Activities:
(A) In the UIKonf 2019 account, how many presentations made up the first day of the conference?
(B) Write a continuation of the UIKonf 2019 account, picking up right after its last sentence.

Text passage:

◆ ◆ ◆ ◆

Day 1: Social events

I’ve chosen to be with the walking tour group. There were possibilities to be in different groups like Bicycle group, Boat trip group… But this was my choice. We were split into two groups by 12 people and a local tour guide. We visited different spots, like the Memorial to the Murdered Jews of Europe, the popular Checkpoint Charlie, the Berlin French Cathedral, the Brandenburg Gate, etc…

The day finished in a big restaurant where we received our conference badges and promo materials of the conference. It was a very relaxed atmosphere and new chance to meet and introduce yourself to new developers. Some of the participants were professionally oriented and immediately started to talk about iOS topics. Some were on their way to the bar ordering german beers and the popular “wursts”. There also was a small group that played some kind of table tennis game. I’ve attended in all of these social activities.

Day 2: Opening day of the UIKonf 2019

After the opening words and the short introduction, the conference officially started. The first day consisted of 9 presentations. The strongest impression of the day was the presentation of Ellie Shin about Mock Generator for Swift and how they at Uber solved the problem of mocking. They optimized the app to build the mocks in around 10 seconds instead of the previous time needed; it was more than 1 hour.

◆ ◆ ◆ ◆

Listed entries:
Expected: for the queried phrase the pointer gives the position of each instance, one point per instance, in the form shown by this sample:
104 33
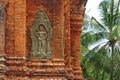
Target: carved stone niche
41 33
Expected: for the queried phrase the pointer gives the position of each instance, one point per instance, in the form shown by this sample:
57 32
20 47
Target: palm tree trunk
111 76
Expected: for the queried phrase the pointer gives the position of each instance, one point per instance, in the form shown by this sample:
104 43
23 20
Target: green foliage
100 43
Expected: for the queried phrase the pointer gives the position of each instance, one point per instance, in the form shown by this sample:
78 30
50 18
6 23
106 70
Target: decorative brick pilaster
76 18
2 34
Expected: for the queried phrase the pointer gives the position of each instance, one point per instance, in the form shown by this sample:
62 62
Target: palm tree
101 40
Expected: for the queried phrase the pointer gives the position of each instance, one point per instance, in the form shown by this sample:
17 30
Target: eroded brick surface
66 21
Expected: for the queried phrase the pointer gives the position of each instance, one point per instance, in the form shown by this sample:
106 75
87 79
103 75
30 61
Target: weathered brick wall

◆ ◆ ◆ ◆

Answers given:
(A) Nine presentations.

(B)
One of the best presentations of the day was from the lovely Julietta Yaunches. She talked about consistency principles in programming, how to keep the coding style consistent and not make big changes every day, how to decide when to introduce something new in your code, etc.

It were good presentations from Kristina Fox about Internationalization of the iOS applications, and the opening presentation from Kaya Tomas about Accessibility and Inclusion in the apps. A topic I wasn’t aware before this conference.

I also have to mention the presentation of Glenna Buford about how to organize the network stack of your iOS application.

The day finished with a social event named Ambassador’s dinner. The local participants of the conference had the task to show the other participants (foreigners, including me) the typical restaurants and bars in Berlin. I was in a group that visited Hofbrau Munich Restaurant in Berlin. We had some good discussions with colleagues from all over the World. Throughout the evening we enojyed some tasty good german beer and pork meat.

Day 3: 2nd day of UIKonf 2019

The second day had 9 new presentations and 9 new speakers.

The best of the day in my opinion was the presentation of Kate Castellano. She talked about applications with backend driven UI.

Among the better presentations was of Neha Kulkarni about Advanced Colors in Swift.

I will also mention Erica Sadun. She talked about Swift Strings. In her presentation she showed best practices about using strings in Swift, interpolation of strings, etc.

Also there was a choice to visit 2 workshops on MyTaxi boat stage near the conference hall. I visited this stage and it was about the management process, recruiting and organizing the teams in MyTaxi company. The 2nd presentation was about Tips and Tricks they are using for testing their apps.

The day finished with a big party in a local restaurant near the river Spree. It was another good party. A lot of talks with colleagues, a lot of drinks, good atmosphere. All finished at 1:00 am.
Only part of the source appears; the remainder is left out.